> **WORK INSTRUCTION**: The job is to find each line of the records below that includes the word "gold" and copy it.

> **MATERIAL FOR THIS TASK**:
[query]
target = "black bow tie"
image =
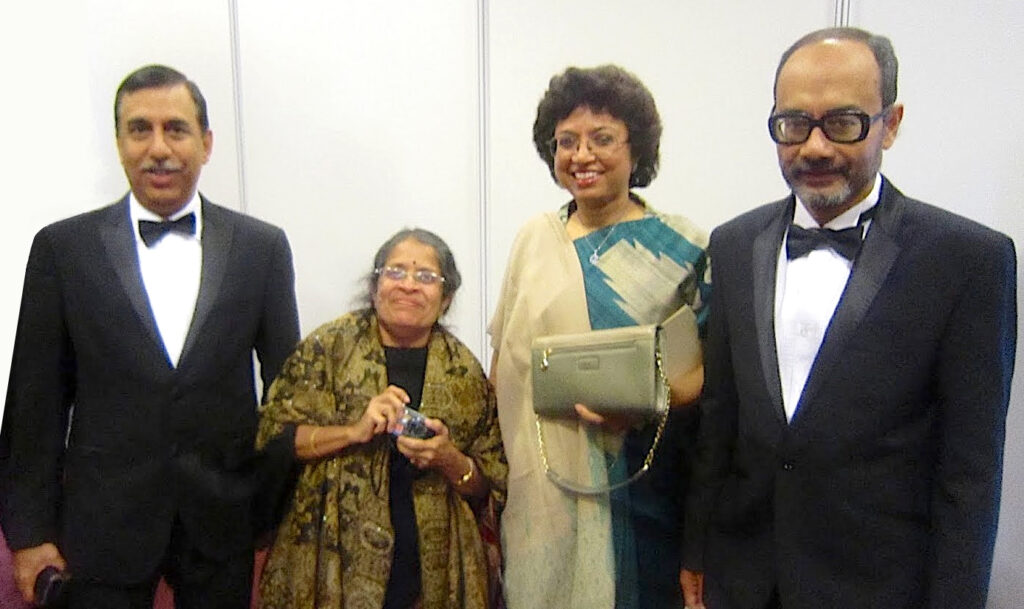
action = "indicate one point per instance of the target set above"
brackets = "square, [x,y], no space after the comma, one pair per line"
[802,241]
[154,231]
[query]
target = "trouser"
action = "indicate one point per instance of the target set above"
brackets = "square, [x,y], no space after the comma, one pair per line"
[199,581]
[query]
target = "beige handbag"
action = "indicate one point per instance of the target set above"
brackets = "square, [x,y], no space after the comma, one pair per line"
[623,371]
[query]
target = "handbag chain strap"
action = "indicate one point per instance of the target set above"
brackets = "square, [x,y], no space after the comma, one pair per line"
[663,407]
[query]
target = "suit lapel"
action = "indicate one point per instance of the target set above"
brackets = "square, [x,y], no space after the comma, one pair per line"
[216,238]
[765,265]
[119,240]
[869,271]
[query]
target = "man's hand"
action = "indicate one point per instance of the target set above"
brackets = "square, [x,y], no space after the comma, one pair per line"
[692,583]
[30,562]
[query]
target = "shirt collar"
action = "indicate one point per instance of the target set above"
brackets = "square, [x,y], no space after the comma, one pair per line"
[851,217]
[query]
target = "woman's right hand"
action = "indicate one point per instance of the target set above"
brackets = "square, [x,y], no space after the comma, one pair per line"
[382,414]
[313,442]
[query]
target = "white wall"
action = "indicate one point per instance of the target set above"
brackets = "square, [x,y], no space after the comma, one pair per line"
[357,119]
[962,146]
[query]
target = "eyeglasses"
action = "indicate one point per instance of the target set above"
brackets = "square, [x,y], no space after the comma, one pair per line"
[421,275]
[601,143]
[844,126]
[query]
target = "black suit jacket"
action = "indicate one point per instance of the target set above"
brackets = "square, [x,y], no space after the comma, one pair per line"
[103,440]
[884,489]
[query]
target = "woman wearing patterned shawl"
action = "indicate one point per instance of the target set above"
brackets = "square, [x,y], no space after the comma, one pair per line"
[606,259]
[379,518]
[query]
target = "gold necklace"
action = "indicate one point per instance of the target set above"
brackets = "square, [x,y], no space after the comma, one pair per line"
[595,256]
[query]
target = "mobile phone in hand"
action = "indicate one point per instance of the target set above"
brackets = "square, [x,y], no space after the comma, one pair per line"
[414,425]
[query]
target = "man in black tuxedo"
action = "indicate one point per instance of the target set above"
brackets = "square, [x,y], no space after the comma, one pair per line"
[850,451]
[127,441]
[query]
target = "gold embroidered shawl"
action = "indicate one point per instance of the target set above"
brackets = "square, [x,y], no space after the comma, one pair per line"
[333,549]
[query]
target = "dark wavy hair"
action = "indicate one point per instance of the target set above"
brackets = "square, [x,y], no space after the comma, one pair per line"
[156,77]
[881,47]
[453,278]
[603,89]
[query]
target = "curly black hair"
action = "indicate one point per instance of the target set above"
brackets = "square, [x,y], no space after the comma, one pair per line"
[609,89]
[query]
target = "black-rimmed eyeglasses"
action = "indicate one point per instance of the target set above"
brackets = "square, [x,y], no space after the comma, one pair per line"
[398,273]
[844,126]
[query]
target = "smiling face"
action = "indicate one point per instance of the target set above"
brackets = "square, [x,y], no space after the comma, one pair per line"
[597,171]
[407,309]
[162,146]
[822,77]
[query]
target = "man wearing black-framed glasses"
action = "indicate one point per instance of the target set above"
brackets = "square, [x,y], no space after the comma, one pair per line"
[859,355]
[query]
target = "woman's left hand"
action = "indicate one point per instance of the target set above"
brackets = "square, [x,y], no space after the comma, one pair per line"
[440,454]
[432,453]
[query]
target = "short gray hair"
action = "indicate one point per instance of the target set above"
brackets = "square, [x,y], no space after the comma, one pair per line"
[881,47]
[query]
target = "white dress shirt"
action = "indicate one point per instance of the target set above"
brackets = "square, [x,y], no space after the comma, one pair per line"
[171,270]
[807,291]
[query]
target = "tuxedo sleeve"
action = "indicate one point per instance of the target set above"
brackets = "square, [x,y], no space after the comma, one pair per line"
[718,419]
[279,329]
[40,394]
[975,363]
[279,334]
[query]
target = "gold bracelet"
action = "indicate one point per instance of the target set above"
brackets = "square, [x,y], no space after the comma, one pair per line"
[468,475]
[312,441]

> **SOLUTION FOR THIS EXERCISE**:
target = "gold necklace"
target = "gold embroidered shawl"
target = "gold bracelet"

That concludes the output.